SHORT TASK 1: In the text on HS2, what design speed was set for the stand-alone railway?
SHORT TASK 2: Write out part of the text on HS2, beginning at the words "The Sunday Times" and stopping after the words "by-product of this.".
SHORT TASK 3: Continue the text on HS2 from its final sentence, ignoring the material that follows it.
======== DOCUMENT ========
It surely has to be asked what the inevitable, inescapable costs of plumbing HS2 into the existing transport network are, and whether or not a solution resembling HSUK, which is far more similar to European rail networks in terms of routing, connectivity and speed, as well as being a far better fit with the ‘Kent Principles’ and reportedly cheaper, has ever seriously been considered.
Quite simply, the fundamental problem of HS2 is that from the start, for all the wrong reasons, it was decided the goal was to build a stand-alone railway with a design speed of 250mph, despite the very loud warnings given by Sir Rod Eddington in his study for the DfT about going down this path. This initial premise was fundamentally flawed on many different levels, but the attitude within Government has been that no criticism, no matter how constructive, could be tolerated from the point at which that decision was made. This is why we are where we are today, the whole concept was wrong from day one, but no-one has been willing to listen to the very clear warnings, or any suggestion to come up with something better.
The Sunday Times (8th May) has reported that within the scope of this review, there is the possibility that the current proposed station for Sheffield at Meadowhall will be scrapped, in favour of the line being swept East, with a spur line potentially coming in to the city.
This is no great surprise, as the route as proposed in that area always looked particularly challenging, before any attention to the ground conditions was taken into consideration. Whilst it has recently been reported by an engineer with decades of experience of the Meadowhall area that the ground resembles ‘mush’ and that it is the worst place to put such a station, we are not convinced these facts informed alternative route appraisals, rather that the imperative is to cut costs by removing a station, and the change in route is a by-product of this.
This is evidenced by the fact it is clear HS2 Ltd have paid little attention to completely inappropriate ground conditions elsewhere along the proposed route. The DfT have recently admitted in a Parliamentary Answer that ground condition surveys have still not taken place on the proposed route through the brine fields in Cheshire, an area where the engineers responsible for the construction of the M6 knew to avoid due to subsidence and the random appearance of sink holes. It is also the case that most of the ‘Phase 2b’ route is subject to mining subsidence, examples being along the route of the M42/A42 in Leicestershire, the area around Barnsley, and of course the area around Altofts and Woodlesford, which is already known for subsidence impacting on railway operations.
======== PROVIDED MATERIAL ========
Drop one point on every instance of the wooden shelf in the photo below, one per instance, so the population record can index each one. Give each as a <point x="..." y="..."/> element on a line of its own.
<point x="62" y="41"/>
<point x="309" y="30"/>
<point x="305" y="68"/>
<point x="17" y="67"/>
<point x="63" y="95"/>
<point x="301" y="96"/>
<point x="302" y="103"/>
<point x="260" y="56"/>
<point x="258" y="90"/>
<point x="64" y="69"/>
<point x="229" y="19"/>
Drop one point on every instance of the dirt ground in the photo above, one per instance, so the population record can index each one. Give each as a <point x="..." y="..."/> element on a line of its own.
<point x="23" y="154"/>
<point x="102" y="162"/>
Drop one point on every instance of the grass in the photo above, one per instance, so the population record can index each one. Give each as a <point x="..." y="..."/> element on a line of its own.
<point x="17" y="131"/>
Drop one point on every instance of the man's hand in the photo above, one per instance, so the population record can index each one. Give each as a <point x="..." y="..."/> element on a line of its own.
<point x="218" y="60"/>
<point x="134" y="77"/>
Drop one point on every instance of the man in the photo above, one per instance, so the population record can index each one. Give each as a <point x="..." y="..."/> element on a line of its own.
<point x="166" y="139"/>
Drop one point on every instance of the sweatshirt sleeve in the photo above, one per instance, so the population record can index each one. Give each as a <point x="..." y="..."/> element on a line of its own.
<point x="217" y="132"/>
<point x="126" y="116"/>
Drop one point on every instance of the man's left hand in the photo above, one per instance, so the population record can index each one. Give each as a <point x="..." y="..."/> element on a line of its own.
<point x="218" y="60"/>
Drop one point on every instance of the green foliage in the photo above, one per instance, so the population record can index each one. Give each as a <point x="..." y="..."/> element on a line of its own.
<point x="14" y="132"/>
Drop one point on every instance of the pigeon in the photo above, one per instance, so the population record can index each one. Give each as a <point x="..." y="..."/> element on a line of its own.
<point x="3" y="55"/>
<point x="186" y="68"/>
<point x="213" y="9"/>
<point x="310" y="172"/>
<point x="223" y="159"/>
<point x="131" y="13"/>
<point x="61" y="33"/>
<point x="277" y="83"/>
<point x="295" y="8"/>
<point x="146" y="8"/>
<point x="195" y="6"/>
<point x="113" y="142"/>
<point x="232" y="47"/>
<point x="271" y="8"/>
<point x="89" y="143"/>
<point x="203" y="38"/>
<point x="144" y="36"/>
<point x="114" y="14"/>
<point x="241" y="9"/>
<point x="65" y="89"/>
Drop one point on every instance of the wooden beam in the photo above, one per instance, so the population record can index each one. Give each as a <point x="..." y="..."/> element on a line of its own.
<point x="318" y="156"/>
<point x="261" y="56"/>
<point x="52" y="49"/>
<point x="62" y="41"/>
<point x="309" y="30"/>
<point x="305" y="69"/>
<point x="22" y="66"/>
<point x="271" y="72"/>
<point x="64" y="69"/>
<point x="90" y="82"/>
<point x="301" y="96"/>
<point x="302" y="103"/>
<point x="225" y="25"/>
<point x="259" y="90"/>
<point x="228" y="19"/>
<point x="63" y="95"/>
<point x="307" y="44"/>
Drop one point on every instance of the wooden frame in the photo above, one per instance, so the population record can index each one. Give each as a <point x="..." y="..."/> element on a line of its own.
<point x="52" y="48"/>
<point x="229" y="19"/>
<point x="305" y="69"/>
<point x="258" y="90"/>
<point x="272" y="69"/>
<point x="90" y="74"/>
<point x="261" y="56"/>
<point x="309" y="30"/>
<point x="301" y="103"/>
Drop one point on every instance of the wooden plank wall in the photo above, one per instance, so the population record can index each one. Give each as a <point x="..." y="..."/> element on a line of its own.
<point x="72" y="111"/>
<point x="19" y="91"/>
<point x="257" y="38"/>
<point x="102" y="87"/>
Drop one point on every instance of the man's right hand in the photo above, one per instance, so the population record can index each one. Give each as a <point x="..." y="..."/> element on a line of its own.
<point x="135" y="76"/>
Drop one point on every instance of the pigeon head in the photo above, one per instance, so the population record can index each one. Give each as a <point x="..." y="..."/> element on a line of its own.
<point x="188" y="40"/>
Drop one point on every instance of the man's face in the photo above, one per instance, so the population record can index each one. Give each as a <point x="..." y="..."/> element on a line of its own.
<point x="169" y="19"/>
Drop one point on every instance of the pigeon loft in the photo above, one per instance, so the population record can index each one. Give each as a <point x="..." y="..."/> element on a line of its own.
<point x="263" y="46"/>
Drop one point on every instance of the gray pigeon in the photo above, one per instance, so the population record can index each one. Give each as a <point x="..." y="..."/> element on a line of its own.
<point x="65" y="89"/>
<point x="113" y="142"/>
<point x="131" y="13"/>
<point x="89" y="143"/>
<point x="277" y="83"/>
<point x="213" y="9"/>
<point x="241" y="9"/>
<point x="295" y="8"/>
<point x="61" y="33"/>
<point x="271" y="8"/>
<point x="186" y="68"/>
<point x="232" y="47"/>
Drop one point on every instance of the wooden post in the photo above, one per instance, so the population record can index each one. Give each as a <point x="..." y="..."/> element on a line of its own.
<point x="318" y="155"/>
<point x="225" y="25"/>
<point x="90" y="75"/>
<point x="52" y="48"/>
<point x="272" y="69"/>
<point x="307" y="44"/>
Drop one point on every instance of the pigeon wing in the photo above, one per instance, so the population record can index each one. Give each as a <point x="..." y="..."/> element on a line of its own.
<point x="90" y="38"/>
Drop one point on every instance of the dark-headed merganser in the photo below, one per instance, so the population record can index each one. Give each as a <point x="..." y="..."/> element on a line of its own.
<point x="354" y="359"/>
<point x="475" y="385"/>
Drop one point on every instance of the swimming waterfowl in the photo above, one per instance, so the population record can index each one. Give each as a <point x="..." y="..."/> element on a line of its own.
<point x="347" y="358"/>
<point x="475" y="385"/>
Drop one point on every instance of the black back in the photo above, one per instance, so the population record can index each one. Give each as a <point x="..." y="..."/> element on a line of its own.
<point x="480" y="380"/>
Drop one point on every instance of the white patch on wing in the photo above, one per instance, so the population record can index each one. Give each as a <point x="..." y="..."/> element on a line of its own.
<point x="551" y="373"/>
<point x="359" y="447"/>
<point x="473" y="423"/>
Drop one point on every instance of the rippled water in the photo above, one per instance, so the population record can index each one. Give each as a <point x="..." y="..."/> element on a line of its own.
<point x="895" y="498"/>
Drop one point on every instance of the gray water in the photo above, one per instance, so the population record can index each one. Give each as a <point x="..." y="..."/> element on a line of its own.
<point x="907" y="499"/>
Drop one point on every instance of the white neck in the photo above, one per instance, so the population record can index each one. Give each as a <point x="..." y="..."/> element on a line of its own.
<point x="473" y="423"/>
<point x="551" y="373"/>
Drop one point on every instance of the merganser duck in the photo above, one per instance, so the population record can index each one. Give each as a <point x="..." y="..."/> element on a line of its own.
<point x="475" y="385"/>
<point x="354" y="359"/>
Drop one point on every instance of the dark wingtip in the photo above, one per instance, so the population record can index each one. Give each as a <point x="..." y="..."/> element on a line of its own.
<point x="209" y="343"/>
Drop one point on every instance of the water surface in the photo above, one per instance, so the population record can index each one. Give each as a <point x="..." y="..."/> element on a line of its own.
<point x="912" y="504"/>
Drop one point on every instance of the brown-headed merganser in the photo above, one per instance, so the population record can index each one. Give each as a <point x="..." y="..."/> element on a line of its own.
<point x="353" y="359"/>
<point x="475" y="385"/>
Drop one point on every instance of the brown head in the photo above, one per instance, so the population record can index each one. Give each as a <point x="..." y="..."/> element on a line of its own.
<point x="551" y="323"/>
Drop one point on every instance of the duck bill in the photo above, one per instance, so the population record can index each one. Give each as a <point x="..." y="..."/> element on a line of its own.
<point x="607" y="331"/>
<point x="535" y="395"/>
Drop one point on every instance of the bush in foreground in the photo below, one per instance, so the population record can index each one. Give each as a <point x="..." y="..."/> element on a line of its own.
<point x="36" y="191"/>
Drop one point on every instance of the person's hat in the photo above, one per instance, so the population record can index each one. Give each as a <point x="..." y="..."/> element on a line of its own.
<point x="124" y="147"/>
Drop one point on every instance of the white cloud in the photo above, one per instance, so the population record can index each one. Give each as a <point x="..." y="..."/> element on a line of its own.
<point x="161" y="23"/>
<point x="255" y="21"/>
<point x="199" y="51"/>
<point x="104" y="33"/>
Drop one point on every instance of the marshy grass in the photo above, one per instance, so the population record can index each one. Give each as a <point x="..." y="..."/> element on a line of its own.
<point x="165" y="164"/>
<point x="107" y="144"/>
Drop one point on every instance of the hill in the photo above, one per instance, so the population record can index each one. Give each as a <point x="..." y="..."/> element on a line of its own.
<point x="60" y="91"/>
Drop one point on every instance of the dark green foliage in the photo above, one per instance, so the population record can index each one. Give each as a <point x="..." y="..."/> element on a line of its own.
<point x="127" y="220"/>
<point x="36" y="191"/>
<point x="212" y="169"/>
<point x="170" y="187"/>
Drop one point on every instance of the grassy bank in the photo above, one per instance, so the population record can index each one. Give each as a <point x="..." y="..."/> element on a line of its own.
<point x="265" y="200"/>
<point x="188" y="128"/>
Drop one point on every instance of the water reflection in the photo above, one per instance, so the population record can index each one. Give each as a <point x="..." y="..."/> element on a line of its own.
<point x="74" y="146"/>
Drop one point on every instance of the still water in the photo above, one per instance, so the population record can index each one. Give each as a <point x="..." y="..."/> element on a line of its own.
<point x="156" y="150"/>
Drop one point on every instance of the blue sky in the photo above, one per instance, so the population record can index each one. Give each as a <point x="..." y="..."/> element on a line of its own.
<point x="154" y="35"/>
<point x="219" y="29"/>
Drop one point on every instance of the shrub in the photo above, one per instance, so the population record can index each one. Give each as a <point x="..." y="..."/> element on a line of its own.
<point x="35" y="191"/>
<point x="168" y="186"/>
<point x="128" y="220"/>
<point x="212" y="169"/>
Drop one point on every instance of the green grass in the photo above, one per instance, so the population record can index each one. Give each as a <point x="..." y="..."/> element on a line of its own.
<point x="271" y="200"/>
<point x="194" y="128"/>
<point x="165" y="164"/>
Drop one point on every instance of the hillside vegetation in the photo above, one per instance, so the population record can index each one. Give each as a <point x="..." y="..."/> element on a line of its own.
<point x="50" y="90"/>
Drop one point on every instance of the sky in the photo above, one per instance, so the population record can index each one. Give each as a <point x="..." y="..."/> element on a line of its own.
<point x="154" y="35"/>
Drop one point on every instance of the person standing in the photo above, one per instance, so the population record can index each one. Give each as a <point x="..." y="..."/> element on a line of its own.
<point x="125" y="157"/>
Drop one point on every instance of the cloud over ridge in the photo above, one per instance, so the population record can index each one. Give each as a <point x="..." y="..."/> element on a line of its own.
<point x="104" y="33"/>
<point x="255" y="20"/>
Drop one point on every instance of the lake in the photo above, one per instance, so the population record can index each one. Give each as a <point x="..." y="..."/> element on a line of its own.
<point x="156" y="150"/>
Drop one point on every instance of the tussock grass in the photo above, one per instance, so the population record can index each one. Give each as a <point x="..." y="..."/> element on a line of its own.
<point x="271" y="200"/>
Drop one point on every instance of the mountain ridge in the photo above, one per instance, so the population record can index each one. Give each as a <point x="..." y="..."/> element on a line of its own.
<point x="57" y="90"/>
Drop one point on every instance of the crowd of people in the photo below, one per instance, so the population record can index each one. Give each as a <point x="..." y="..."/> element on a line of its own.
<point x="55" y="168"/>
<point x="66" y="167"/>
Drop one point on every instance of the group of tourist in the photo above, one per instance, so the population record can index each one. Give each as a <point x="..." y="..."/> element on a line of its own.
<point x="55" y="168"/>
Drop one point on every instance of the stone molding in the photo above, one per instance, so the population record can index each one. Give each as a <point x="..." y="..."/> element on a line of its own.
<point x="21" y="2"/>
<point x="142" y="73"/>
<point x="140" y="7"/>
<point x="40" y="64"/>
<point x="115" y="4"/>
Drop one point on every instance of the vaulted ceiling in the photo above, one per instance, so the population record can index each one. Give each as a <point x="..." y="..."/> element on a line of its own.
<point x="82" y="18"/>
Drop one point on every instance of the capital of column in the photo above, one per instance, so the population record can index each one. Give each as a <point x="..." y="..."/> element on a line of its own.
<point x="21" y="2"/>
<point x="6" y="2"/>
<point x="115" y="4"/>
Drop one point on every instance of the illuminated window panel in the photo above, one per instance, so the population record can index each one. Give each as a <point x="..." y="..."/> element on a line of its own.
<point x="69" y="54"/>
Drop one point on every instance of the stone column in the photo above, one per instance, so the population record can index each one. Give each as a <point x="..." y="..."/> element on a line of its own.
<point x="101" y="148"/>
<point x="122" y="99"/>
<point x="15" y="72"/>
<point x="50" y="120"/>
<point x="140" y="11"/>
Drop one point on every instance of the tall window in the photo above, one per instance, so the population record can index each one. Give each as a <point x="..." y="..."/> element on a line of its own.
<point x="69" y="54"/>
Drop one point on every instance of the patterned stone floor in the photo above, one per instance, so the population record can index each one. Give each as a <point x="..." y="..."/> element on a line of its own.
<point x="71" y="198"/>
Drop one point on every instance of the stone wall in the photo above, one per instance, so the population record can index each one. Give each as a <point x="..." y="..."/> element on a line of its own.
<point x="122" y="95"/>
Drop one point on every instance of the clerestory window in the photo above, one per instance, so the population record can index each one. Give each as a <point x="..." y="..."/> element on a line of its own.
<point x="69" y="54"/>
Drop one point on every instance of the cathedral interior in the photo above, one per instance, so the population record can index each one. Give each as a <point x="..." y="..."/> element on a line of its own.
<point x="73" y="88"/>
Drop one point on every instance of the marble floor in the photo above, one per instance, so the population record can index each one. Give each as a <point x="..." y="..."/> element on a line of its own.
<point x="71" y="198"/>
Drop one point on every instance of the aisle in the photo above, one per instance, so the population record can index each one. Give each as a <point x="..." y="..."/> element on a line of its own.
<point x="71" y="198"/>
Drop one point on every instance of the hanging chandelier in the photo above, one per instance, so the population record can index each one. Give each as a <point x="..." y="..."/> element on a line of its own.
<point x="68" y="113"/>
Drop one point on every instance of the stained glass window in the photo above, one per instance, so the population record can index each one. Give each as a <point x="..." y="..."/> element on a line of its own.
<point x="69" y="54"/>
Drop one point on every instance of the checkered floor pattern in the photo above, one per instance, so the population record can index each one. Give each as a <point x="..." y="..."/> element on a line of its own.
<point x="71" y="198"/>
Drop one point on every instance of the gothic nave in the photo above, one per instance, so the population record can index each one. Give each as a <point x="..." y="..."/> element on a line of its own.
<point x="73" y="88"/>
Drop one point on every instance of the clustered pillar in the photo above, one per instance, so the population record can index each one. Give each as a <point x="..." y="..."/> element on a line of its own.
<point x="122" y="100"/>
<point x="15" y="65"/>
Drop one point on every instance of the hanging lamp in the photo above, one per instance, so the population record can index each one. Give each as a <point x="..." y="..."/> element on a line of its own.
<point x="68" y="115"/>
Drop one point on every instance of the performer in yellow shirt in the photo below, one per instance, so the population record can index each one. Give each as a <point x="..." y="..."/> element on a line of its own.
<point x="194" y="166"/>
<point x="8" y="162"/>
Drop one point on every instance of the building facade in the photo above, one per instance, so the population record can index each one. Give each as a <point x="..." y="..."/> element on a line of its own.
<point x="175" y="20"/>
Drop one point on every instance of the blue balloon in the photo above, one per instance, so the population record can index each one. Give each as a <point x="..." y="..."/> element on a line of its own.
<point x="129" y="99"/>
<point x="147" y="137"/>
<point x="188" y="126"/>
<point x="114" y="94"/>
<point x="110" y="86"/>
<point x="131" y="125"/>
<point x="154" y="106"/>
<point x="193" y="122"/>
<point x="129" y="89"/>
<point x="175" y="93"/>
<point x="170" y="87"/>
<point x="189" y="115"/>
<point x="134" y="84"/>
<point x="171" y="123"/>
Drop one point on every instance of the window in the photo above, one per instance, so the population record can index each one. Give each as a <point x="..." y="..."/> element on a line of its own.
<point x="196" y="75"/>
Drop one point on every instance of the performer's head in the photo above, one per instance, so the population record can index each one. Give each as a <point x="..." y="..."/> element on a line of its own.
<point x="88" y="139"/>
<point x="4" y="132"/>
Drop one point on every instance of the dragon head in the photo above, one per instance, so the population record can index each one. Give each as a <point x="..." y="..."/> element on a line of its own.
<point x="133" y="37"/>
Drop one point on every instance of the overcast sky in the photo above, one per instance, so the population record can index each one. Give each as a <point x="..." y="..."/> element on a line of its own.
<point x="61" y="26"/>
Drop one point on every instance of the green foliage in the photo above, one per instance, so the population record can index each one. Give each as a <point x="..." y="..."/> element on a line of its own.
========
WRITTEN RESPONSE 1: A design speed of 250mph.

WRITTEN RESPONSE 2:
The Sunday Times (8th May) has reported that within the scope of this review, there is the possibility that the current proposed station for Sheffield at Meadowhall will be scrapped, in favour of the line being swept East, with a spur line potentially coming in to the city.
This is no great surprise, as the route as proposed in that area always looked particularly challenging, before any attention to the ground conditions was taken into consideration. Whilst it has recently been reported by an engineer with decades of experience of the Meadowhall area that the ground resembles ‘mush’ and that it is the worst place to put such a station, we are not convinced these facts informed alternative route appraisals, rather that the imperative is to cut costs by removing a station, and the change in route is a by-product of this.

WRITTEN RESPONSE 3:
Given all this, the question that has to be asked is how did the HS2 cost update in the 2015 Autumn Statement lead to the Phase 2 contingency being significantly cut, if known factors which could clearly require contingency funding have still not been assessed?
On Phase 1, there is clear evidence that the potential impacts to the chalk lattice structure of the Colne and Misbourne Vallies have not properly been assessed, as evidenced by the assurance given to Affinity Water Ltd. It is clear that there are still outstanding questions relating to ground condition issues which have not be addressed and need answering.
However, there is a fundamental concern about the feasibility of the proposed scheme, whether or not the proposed speeds and service patterns are actually possible. The proposed speed of HS2 is faster than any railway in the world, and whilst the HS2 Ltd point to research undertaken by Herriot-Watt University regarding the potential effect of Rayleigh Waves, the results of this work are fundamental in determining both whether the proposed speeds are viable, and if it is what the required specification of track support would have to be. This research, concluded that the maximum safe speed on soft soil could be as low as 157mph. How this research impacts on options for the under-track support of HS2 and ongoing costs has not been made clear. If the data dictates that the running speed of HS2 has to be reduced, this would allow scope for wider bends in the track, avoiding sensitive sites and reducing running and maintenance costs.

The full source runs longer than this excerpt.